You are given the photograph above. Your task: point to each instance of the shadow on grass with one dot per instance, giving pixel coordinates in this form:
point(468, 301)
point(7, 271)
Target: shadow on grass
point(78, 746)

___

▶ [TO BE DONE]: Edit the listing so that each "shadow on grass" becomes "shadow on pavement", and write it out again with everything else left the same.

▶ [WRITTEN REPLY]:
You are given the photograph above. Your task: point to each instance of the shadow on pavement with one dot per instance, giving pixel coordinates in this form:
point(468, 301)
point(7, 271)
Target: shadow on pavement
point(78, 746)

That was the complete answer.